▸ **Activity**
From the listing below, return each line that includes "long".

______________________________

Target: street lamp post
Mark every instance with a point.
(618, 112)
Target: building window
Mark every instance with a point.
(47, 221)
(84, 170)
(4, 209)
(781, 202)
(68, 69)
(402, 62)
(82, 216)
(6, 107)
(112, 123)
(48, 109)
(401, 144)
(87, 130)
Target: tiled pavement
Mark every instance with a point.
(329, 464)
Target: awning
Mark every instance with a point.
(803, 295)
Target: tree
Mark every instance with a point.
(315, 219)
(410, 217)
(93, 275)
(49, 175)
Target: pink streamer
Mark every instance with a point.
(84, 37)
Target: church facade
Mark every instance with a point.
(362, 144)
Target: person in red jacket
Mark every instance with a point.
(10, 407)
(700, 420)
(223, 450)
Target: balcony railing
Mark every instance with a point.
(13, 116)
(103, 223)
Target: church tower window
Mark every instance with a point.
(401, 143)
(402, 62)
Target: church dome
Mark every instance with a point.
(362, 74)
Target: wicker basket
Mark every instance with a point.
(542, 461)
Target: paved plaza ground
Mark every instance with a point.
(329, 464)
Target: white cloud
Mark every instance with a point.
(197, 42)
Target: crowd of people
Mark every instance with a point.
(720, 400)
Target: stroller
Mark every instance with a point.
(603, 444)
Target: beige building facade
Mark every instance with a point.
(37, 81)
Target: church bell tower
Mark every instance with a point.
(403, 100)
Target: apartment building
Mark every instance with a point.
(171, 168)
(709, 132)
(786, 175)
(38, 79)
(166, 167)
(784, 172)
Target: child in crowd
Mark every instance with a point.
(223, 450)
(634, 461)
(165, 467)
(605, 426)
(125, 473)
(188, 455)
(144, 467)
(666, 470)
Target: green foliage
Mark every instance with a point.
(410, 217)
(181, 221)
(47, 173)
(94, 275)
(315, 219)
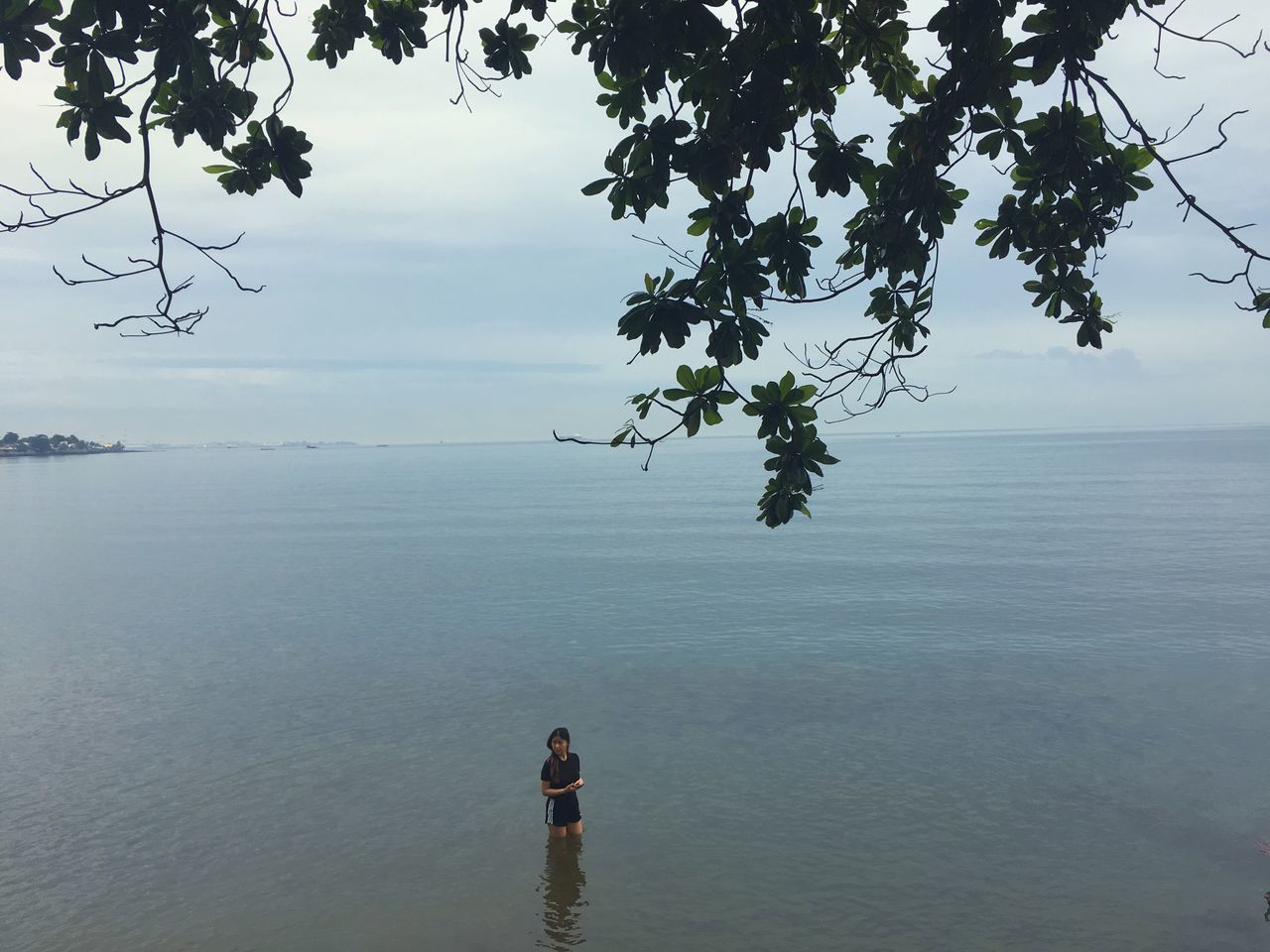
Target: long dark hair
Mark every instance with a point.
(563, 733)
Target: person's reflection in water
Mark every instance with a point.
(563, 881)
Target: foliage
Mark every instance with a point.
(42, 444)
(711, 99)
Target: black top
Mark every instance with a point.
(571, 770)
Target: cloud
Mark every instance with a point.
(1121, 359)
(339, 365)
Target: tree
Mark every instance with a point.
(707, 96)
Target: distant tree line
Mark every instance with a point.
(42, 444)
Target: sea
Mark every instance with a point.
(1003, 690)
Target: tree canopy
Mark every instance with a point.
(714, 102)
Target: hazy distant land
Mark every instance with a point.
(41, 444)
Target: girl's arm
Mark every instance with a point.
(549, 792)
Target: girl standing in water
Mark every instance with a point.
(562, 777)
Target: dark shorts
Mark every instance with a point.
(563, 810)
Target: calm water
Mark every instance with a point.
(1003, 692)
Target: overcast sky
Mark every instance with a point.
(444, 278)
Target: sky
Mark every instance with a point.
(443, 278)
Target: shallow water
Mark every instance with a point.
(1001, 692)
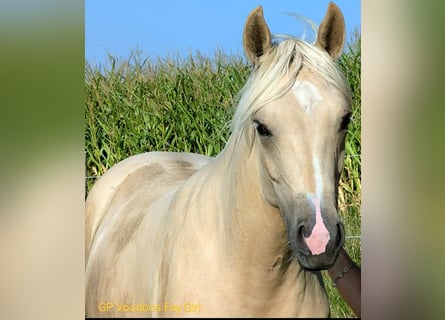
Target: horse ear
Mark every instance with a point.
(332, 32)
(256, 37)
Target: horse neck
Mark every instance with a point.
(256, 229)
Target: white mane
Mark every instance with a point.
(272, 78)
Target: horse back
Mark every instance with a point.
(145, 176)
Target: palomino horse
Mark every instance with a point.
(244, 233)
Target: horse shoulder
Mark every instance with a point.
(152, 173)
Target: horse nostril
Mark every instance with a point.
(340, 235)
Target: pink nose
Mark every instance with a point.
(319, 238)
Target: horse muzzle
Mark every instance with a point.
(316, 235)
(309, 253)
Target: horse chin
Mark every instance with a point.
(318, 261)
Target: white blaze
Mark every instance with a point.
(319, 238)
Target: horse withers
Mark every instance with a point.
(244, 233)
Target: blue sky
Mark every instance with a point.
(170, 27)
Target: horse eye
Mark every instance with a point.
(345, 121)
(262, 129)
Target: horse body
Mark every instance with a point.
(148, 253)
(242, 234)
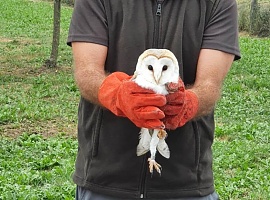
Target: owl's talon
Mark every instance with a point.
(162, 134)
(153, 164)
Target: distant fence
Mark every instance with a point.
(254, 17)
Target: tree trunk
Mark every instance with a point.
(254, 8)
(52, 62)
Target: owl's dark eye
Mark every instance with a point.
(164, 68)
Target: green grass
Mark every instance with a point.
(38, 112)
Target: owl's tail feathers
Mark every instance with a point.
(163, 148)
(144, 143)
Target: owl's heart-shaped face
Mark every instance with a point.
(157, 70)
(157, 66)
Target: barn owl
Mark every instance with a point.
(155, 68)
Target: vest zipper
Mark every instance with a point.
(157, 24)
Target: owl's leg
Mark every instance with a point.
(153, 149)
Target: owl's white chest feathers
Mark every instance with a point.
(159, 89)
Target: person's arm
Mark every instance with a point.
(89, 61)
(212, 68)
(114, 91)
(199, 99)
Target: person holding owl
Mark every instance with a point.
(107, 37)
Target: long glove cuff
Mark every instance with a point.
(109, 90)
(191, 107)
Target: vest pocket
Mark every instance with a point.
(197, 144)
(97, 132)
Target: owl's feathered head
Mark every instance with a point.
(157, 66)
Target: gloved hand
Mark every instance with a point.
(182, 105)
(125, 98)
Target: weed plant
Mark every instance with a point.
(39, 107)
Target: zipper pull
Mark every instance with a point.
(158, 13)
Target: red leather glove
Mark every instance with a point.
(125, 98)
(182, 105)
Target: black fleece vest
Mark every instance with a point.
(107, 161)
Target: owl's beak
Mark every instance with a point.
(157, 76)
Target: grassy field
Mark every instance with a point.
(39, 106)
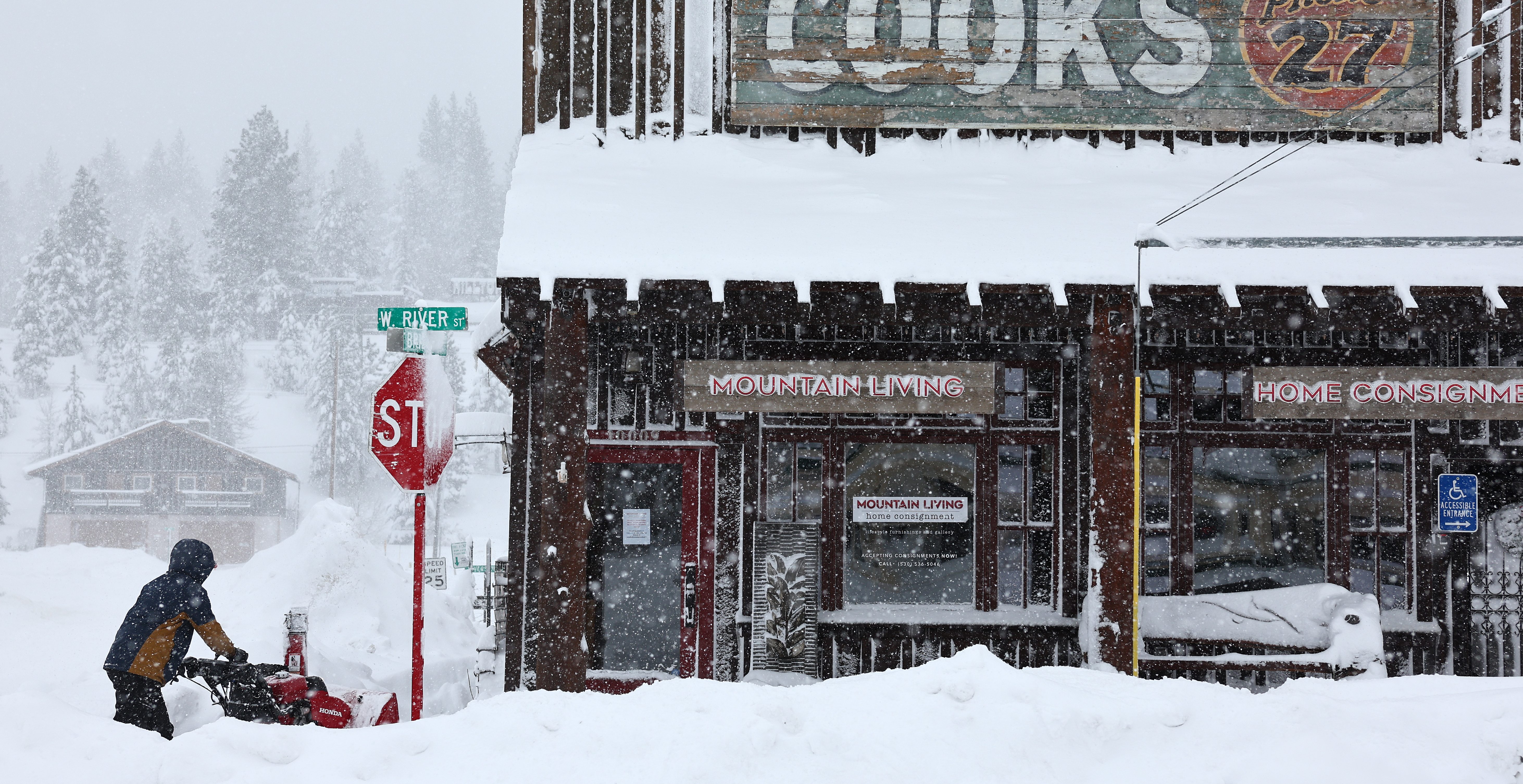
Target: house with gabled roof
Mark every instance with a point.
(160, 483)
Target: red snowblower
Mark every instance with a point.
(285, 695)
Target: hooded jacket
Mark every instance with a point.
(156, 634)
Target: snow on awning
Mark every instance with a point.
(1048, 212)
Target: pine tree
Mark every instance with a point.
(7, 404)
(361, 365)
(116, 311)
(132, 397)
(170, 186)
(116, 188)
(167, 282)
(342, 247)
(451, 206)
(258, 238)
(78, 428)
(55, 291)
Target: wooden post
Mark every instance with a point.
(1111, 503)
(680, 66)
(529, 83)
(584, 34)
(512, 365)
(561, 661)
(642, 59)
(601, 87)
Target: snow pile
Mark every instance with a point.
(360, 613)
(968, 719)
(1341, 626)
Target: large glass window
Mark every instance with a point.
(1157, 543)
(910, 523)
(1259, 518)
(1377, 518)
(1026, 524)
(794, 480)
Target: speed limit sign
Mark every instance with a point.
(435, 572)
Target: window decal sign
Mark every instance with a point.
(1385, 393)
(927, 509)
(1458, 503)
(840, 387)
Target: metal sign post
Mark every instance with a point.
(412, 435)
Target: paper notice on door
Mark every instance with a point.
(637, 526)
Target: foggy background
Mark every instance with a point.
(84, 71)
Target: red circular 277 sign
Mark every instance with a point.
(1324, 55)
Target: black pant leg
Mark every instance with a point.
(141, 703)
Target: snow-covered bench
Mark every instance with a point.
(1304, 629)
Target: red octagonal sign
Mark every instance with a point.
(413, 422)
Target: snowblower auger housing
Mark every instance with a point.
(267, 693)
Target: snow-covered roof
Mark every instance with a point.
(42, 465)
(726, 208)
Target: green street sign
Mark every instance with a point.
(435, 319)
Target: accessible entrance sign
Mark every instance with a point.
(1458, 503)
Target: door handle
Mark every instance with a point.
(691, 596)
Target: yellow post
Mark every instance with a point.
(1137, 518)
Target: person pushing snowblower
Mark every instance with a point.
(151, 645)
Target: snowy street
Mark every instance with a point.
(966, 719)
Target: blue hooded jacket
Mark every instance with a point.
(156, 634)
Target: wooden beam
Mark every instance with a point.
(680, 66)
(584, 34)
(531, 42)
(1111, 469)
(561, 661)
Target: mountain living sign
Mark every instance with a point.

______________________________

▸ **Solution to the exercise**
Target: long dark hair
Target: long glove cuff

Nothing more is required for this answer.